[Data items]
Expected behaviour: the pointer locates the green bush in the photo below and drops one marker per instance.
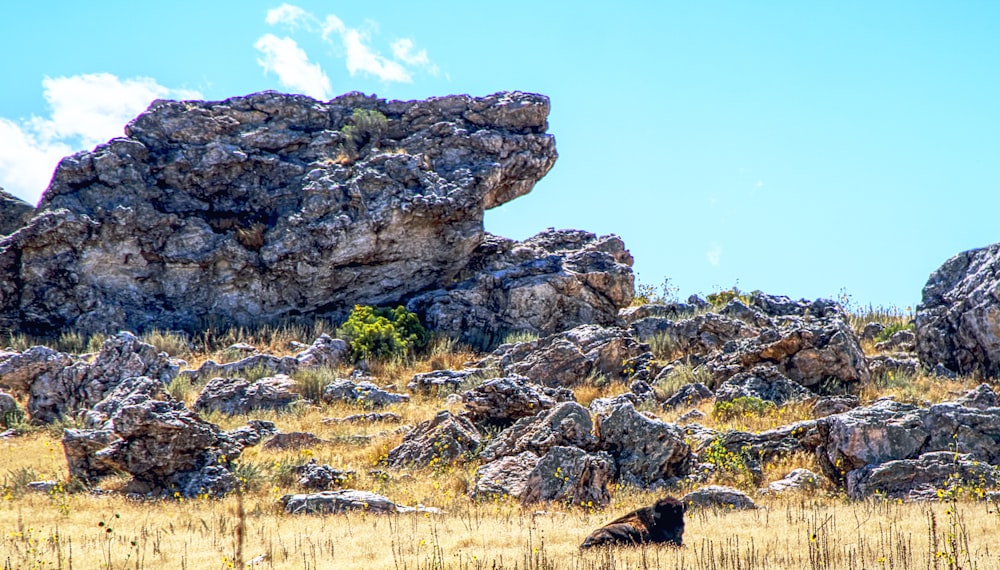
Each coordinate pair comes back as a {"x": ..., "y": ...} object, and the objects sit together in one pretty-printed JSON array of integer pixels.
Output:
[
  {"x": 383, "y": 333},
  {"x": 742, "y": 406}
]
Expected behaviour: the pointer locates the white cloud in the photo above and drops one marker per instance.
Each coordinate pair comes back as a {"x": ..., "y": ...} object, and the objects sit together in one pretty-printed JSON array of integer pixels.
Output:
[
  {"x": 290, "y": 63},
  {"x": 86, "y": 110},
  {"x": 288, "y": 15},
  {"x": 714, "y": 255},
  {"x": 360, "y": 55}
]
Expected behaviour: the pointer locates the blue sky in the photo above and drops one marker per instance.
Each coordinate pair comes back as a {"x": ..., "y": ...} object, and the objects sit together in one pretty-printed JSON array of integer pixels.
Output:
[{"x": 795, "y": 147}]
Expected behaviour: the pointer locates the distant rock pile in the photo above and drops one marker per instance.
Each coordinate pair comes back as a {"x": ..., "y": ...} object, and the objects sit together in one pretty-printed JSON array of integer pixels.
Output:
[{"x": 270, "y": 206}]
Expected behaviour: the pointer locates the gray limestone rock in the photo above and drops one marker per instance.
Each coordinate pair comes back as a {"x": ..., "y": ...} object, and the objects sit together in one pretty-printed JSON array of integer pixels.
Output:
[
  {"x": 238, "y": 396},
  {"x": 506, "y": 476},
  {"x": 567, "y": 424},
  {"x": 958, "y": 320},
  {"x": 264, "y": 207},
  {"x": 445, "y": 439},
  {"x": 718, "y": 496},
  {"x": 647, "y": 452},
  {"x": 364, "y": 394},
  {"x": 572, "y": 476},
  {"x": 502, "y": 401}
]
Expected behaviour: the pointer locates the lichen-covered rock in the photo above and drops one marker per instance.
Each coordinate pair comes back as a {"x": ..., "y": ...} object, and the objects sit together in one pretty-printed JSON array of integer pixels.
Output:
[
  {"x": 241, "y": 211},
  {"x": 80, "y": 386},
  {"x": 647, "y": 452},
  {"x": 239, "y": 396},
  {"x": 365, "y": 394},
  {"x": 502, "y": 401},
  {"x": 14, "y": 213},
  {"x": 923, "y": 476},
  {"x": 312, "y": 475},
  {"x": 554, "y": 281},
  {"x": 570, "y": 475},
  {"x": 567, "y": 424},
  {"x": 762, "y": 382},
  {"x": 958, "y": 319},
  {"x": 568, "y": 358},
  {"x": 506, "y": 476},
  {"x": 445, "y": 439},
  {"x": 718, "y": 496}
]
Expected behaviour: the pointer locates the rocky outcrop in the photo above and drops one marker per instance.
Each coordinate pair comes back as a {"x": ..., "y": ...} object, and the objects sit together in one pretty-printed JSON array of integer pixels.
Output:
[
  {"x": 14, "y": 213},
  {"x": 567, "y": 424},
  {"x": 572, "y": 476},
  {"x": 365, "y": 394},
  {"x": 445, "y": 439},
  {"x": 258, "y": 208},
  {"x": 958, "y": 319},
  {"x": 647, "y": 452},
  {"x": 568, "y": 358},
  {"x": 549, "y": 283},
  {"x": 501, "y": 401},
  {"x": 239, "y": 396}
]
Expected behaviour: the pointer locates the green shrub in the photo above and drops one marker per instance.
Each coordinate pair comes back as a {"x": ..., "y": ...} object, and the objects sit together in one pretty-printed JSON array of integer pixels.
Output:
[
  {"x": 383, "y": 333},
  {"x": 742, "y": 406}
]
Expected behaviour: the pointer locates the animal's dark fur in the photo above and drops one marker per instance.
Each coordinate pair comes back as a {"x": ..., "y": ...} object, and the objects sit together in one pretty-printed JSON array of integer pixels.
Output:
[{"x": 662, "y": 522}]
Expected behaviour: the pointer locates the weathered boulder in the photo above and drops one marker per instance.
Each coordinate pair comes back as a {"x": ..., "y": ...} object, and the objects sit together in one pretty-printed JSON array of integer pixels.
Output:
[
  {"x": 506, "y": 476},
  {"x": 549, "y": 283},
  {"x": 922, "y": 477},
  {"x": 647, "y": 452},
  {"x": 267, "y": 206},
  {"x": 239, "y": 396},
  {"x": 330, "y": 502},
  {"x": 80, "y": 386},
  {"x": 365, "y": 394},
  {"x": 567, "y": 424},
  {"x": 718, "y": 496},
  {"x": 568, "y": 358},
  {"x": 796, "y": 480},
  {"x": 312, "y": 475},
  {"x": 445, "y": 439},
  {"x": 168, "y": 449},
  {"x": 14, "y": 213},
  {"x": 958, "y": 319},
  {"x": 501, "y": 401},
  {"x": 762, "y": 382},
  {"x": 570, "y": 475}
]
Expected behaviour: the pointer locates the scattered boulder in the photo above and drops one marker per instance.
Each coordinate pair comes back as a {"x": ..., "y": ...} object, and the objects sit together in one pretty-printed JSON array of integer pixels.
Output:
[
  {"x": 554, "y": 281},
  {"x": 14, "y": 213},
  {"x": 239, "y": 211},
  {"x": 796, "y": 480},
  {"x": 332, "y": 502},
  {"x": 647, "y": 452},
  {"x": 688, "y": 395},
  {"x": 506, "y": 476},
  {"x": 661, "y": 523},
  {"x": 570, "y": 475},
  {"x": 958, "y": 319},
  {"x": 567, "y": 424},
  {"x": 501, "y": 401},
  {"x": 239, "y": 396},
  {"x": 293, "y": 440},
  {"x": 312, "y": 475},
  {"x": 718, "y": 496},
  {"x": 923, "y": 476},
  {"x": 445, "y": 439},
  {"x": 568, "y": 358},
  {"x": 365, "y": 394},
  {"x": 762, "y": 382}
]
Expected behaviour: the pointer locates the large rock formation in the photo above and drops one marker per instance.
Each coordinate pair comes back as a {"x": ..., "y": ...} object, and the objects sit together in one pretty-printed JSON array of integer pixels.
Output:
[
  {"x": 958, "y": 320},
  {"x": 269, "y": 206},
  {"x": 14, "y": 213}
]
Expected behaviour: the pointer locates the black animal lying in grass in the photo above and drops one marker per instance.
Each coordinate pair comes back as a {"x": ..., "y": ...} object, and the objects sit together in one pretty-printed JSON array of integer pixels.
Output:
[{"x": 663, "y": 522}]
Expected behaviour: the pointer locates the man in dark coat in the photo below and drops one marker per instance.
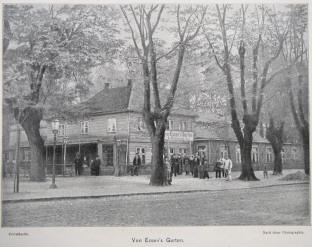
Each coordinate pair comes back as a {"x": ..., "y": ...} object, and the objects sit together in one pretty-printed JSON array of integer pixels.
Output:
[
  {"x": 196, "y": 164},
  {"x": 97, "y": 165},
  {"x": 180, "y": 164},
  {"x": 136, "y": 164},
  {"x": 186, "y": 164}
]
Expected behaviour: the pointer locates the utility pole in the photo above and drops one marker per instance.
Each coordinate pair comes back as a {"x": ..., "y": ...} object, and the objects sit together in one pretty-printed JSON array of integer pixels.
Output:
[{"x": 17, "y": 160}]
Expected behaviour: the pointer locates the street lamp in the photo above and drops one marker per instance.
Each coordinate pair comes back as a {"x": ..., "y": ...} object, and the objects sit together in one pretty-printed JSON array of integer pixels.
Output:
[
  {"x": 55, "y": 128},
  {"x": 65, "y": 142}
]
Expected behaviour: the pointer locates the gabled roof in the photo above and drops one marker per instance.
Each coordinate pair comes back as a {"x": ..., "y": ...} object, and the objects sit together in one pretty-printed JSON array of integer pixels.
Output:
[
  {"x": 108, "y": 100},
  {"x": 121, "y": 99}
]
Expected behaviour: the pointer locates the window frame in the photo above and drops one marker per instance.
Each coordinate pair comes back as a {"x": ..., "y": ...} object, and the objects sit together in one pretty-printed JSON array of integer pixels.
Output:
[
  {"x": 238, "y": 154},
  {"x": 110, "y": 123},
  {"x": 142, "y": 154},
  {"x": 63, "y": 132},
  {"x": 84, "y": 127},
  {"x": 255, "y": 154}
]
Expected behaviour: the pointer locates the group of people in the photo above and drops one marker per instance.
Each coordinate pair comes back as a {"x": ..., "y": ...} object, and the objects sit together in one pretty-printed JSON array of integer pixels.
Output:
[
  {"x": 94, "y": 165},
  {"x": 196, "y": 165}
]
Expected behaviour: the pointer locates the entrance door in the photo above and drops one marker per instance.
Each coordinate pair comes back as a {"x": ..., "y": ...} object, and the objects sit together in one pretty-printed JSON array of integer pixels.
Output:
[{"x": 108, "y": 155}]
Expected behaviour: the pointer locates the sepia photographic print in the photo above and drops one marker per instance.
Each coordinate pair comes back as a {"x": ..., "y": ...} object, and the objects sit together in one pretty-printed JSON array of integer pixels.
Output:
[{"x": 155, "y": 114}]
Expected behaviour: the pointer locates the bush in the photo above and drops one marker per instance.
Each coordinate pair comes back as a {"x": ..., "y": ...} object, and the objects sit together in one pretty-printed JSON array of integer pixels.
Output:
[{"x": 295, "y": 176}]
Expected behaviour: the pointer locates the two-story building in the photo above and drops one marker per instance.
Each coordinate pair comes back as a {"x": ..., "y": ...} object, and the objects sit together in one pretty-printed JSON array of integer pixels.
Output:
[{"x": 111, "y": 127}]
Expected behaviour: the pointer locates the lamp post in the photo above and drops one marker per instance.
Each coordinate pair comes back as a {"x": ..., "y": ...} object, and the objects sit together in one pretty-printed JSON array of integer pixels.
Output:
[
  {"x": 65, "y": 142},
  {"x": 55, "y": 127}
]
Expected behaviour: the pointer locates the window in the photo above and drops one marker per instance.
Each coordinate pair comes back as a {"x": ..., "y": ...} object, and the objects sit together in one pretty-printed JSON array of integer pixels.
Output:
[
  {"x": 223, "y": 151},
  {"x": 111, "y": 125},
  {"x": 238, "y": 154},
  {"x": 62, "y": 130},
  {"x": 141, "y": 124},
  {"x": 294, "y": 153},
  {"x": 6, "y": 156},
  {"x": 26, "y": 155},
  {"x": 170, "y": 125},
  {"x": 141, "y": 152},
  {"x": 84, "y": 127},
  {"x": 283, "y": 154},
  {"x": 269, "y": 155},
  {"x": 201, "y": 150},
  {"x": 254, "y": 154}
]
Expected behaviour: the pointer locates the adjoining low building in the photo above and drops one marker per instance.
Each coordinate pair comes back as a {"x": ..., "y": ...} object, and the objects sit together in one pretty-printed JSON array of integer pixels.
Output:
[
  {"x": 214, "y": 137},
  {"x": 113, "y": 129}
]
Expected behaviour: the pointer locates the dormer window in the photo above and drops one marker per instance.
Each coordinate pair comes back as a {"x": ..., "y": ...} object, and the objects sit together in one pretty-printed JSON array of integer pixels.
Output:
[
  {"x": 84, "y": 127},
  {"x": 111, "y": 125},
  {"x": 62, "y": 129}
]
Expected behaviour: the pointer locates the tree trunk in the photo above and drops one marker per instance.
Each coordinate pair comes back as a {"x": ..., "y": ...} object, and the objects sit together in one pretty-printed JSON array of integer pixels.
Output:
[
  {"x": 247, "y": 170},
  {"x": 278, "y": 165},
  {"x": 158, "y": 176},
  {"x": 306, "y": 150},
  {"x": 30, "y": 121}
]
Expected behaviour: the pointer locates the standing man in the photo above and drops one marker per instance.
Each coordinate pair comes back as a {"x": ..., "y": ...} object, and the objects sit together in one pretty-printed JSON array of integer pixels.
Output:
[
  {"x": 136, "y": 164},
  {"x": 97, "y": 166},
  {"x": 228, "y": 168}
]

What to produce:
Each line of the data that holds "below" should be copied.

Exercise solution:
Expected behaviour: the pointer locates the green bush in the photo below and drops one marker per instance.
Expected behaviour: the pointer locates the man in dark coat in the photo below and drops one marker per instance.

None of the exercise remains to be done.